# Exercise details
Establish the number of lines below that contain the string "white". State that number alone.
Provided data section start
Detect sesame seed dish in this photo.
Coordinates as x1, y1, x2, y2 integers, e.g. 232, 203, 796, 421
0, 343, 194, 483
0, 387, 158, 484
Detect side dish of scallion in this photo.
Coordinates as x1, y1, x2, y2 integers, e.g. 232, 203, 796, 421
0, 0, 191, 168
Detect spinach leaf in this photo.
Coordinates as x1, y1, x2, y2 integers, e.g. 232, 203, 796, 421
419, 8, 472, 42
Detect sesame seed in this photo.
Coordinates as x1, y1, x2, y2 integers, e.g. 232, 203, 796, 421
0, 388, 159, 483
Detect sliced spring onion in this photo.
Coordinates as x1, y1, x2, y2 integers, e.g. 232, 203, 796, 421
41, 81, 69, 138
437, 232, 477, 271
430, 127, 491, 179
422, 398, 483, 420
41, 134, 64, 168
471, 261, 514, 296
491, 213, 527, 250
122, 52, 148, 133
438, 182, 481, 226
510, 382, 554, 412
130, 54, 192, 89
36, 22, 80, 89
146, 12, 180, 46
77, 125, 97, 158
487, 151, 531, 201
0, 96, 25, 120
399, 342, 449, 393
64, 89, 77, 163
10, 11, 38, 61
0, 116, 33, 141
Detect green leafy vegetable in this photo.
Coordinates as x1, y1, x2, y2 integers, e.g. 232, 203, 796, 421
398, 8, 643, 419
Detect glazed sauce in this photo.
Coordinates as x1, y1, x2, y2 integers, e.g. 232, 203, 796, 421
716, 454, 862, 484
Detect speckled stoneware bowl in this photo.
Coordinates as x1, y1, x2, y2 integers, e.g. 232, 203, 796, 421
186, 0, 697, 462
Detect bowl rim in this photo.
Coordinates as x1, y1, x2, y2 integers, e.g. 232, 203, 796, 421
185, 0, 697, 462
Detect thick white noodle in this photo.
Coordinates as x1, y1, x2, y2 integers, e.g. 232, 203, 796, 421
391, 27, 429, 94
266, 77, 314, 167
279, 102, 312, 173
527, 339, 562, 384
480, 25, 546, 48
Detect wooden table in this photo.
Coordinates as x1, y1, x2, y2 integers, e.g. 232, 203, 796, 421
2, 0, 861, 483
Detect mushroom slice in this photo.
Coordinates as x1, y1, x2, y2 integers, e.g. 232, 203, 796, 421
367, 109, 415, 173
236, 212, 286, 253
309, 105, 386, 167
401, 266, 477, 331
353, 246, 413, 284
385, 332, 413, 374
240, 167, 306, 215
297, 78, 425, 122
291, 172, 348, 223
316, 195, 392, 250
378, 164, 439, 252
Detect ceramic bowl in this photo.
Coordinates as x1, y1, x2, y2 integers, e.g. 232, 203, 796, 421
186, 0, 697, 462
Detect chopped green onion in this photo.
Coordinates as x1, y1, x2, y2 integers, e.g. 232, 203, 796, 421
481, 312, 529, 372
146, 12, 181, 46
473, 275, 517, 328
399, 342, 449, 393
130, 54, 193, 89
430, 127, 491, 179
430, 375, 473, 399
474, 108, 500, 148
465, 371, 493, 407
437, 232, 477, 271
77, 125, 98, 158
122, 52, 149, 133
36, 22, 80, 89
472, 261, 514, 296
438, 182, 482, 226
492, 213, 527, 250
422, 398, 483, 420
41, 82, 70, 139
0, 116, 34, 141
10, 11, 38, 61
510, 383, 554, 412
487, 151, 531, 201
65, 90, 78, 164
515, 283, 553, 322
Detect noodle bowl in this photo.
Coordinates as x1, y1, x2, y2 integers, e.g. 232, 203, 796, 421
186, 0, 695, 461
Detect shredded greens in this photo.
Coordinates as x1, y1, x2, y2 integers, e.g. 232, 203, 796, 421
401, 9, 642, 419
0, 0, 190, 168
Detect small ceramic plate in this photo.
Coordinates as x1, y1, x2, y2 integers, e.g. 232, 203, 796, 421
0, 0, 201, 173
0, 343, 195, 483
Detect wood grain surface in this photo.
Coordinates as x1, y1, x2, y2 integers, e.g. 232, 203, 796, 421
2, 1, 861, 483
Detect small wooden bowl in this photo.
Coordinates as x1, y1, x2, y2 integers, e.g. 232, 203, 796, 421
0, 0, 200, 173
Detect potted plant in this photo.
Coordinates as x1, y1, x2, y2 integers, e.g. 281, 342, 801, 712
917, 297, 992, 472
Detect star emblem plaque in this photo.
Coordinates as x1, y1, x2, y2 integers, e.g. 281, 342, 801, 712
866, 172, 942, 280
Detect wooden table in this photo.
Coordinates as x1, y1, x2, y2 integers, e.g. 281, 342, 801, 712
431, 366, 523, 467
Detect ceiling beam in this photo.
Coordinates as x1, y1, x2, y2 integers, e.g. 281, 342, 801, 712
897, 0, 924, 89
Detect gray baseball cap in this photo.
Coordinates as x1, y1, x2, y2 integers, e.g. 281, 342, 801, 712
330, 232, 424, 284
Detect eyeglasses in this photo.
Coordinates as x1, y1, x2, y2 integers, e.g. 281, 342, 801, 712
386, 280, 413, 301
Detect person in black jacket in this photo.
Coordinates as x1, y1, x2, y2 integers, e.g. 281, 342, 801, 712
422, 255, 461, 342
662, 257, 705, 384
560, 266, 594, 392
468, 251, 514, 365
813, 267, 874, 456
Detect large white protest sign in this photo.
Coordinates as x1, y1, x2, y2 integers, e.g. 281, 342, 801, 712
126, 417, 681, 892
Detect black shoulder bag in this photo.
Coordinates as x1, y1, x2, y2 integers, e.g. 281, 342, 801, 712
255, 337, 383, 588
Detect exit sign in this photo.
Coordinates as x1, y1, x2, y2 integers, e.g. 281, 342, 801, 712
Provided data section end
Provided data section start
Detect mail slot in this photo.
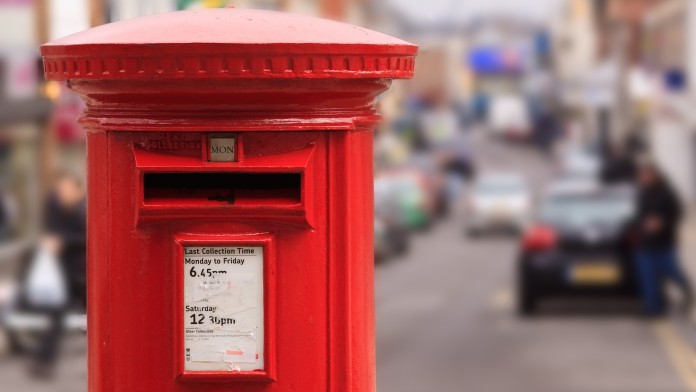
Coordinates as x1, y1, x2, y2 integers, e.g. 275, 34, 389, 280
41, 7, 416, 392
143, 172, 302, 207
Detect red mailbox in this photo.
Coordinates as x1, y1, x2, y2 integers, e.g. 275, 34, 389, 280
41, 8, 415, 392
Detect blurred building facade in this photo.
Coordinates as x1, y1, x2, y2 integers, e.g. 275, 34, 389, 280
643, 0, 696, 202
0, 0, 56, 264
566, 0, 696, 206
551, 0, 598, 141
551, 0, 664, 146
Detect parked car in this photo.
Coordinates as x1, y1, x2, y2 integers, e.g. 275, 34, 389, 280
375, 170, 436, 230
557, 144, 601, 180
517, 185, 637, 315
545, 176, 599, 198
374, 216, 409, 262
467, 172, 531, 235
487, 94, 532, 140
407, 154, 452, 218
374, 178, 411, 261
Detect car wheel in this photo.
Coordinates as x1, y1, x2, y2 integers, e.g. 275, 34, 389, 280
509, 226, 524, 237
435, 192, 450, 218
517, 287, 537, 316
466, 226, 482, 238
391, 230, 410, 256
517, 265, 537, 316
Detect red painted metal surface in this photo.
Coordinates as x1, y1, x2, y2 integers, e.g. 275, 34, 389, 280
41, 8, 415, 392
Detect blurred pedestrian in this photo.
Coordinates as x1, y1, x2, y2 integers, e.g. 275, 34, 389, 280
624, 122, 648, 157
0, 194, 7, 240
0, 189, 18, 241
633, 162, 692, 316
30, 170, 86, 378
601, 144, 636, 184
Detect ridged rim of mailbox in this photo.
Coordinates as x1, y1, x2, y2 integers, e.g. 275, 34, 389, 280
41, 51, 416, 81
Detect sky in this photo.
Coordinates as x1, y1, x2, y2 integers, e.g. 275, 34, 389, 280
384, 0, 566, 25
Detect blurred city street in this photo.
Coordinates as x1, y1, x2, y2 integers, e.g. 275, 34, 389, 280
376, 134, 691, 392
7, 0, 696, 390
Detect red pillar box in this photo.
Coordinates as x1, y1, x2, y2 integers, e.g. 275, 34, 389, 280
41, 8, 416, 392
Provided data section end
# Response area
2